(Given data begins)
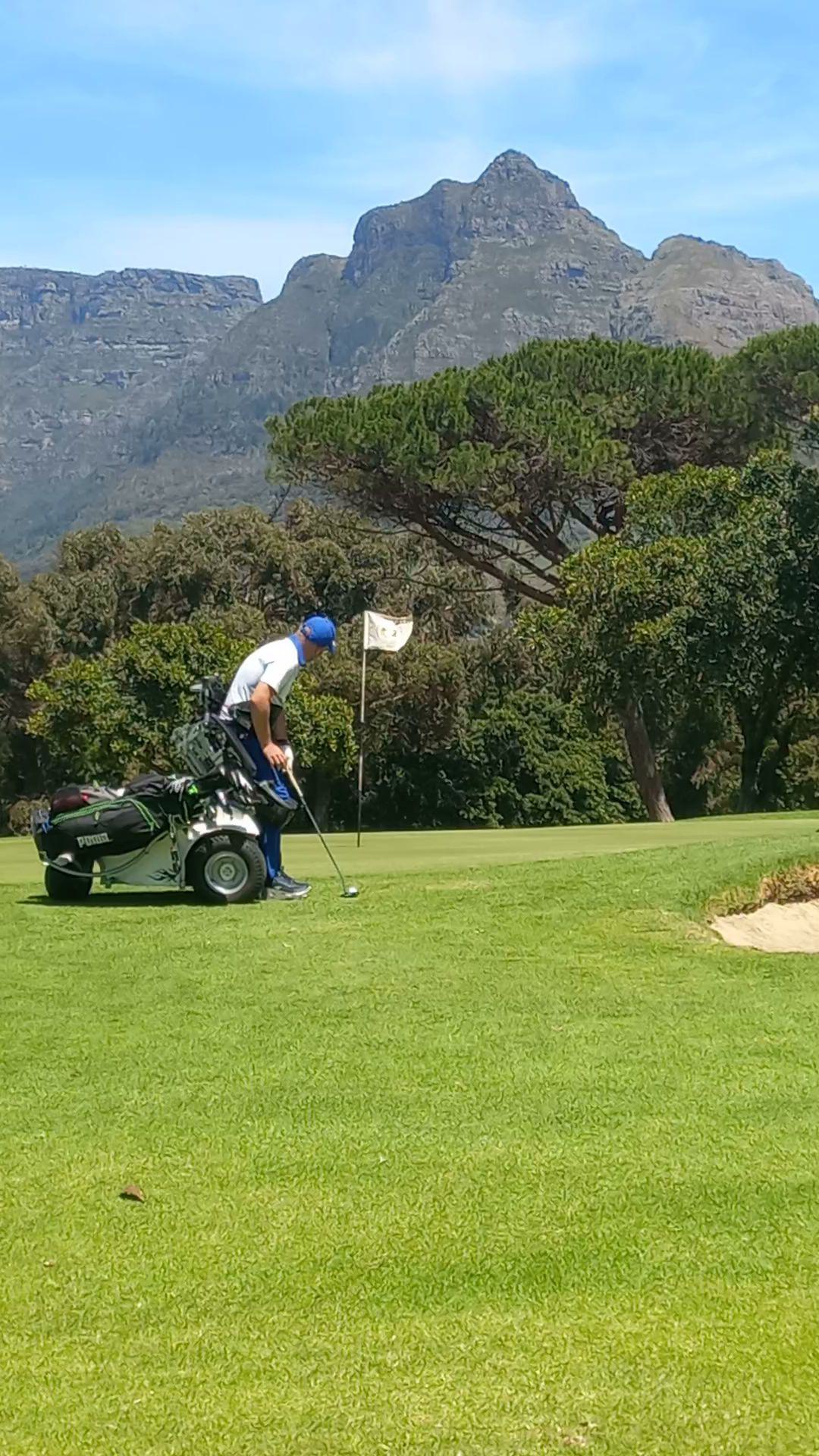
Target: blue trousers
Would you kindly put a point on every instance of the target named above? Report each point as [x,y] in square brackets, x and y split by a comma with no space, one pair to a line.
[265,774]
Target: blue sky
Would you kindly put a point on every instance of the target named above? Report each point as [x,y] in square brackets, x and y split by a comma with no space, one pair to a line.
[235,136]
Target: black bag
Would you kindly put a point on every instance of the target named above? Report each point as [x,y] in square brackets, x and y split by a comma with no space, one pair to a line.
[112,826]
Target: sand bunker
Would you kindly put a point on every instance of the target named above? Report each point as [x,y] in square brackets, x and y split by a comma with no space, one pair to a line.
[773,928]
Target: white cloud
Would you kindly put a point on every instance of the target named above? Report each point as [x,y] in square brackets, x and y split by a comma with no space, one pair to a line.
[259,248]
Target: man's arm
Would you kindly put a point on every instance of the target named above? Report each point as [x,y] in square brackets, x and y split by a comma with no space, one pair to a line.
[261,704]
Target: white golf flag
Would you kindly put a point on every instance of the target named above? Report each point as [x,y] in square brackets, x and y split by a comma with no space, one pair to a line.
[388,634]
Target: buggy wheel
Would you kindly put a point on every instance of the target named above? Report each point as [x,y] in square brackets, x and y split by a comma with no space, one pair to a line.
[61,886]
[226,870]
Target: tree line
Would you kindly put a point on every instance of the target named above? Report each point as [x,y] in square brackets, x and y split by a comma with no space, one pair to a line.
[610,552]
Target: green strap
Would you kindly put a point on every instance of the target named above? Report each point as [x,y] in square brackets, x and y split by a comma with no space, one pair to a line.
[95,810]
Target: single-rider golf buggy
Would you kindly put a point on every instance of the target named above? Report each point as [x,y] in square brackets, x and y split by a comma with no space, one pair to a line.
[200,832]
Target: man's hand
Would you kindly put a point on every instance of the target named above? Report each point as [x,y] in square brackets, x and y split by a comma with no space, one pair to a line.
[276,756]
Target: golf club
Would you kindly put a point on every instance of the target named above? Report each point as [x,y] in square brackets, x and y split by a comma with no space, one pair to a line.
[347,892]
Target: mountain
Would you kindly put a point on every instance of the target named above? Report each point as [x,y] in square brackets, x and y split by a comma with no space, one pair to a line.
(Given data ends)
• Work task
A word-for-word copy of the lines above from the one with "Target: buggy wheel" through the one with "Target: golf club", inclusive, is the only output wanted.

• Output below
Target: buggy wheel
Would you kindly put a point on every instance of the target named above? Report each point as [x,y] in square brackets, x and y split by a comma with no space, one pair to a line.
[61,886]
[226,870]
Target: tree line
Would you kindly put a point on every instance of the target named above? Report each point as [x,y] in square brackets, x and y split by a comma with no space, one pair to a line.
[610,552]
Target: green strap
Would you kindly put a point on every instance of the target named above? Report each point as [x,y] in square brackets, x and y split by a comma with no space, one pair to a line.
[95,810]
Target: single-rider golf buggy
Would you kindly put a point on every instance of the target named above? Report each point as [x,y] in square brackets, x and y split by a comma with no space, one pair to a line.
[200,832]
Target: man's hand
Would you kindly put a point on every instance of the target named above? Report each point as [x,y] in square brackets, x and y split by a comma with no space, one pair to a line.
[276,756]
Target: golf club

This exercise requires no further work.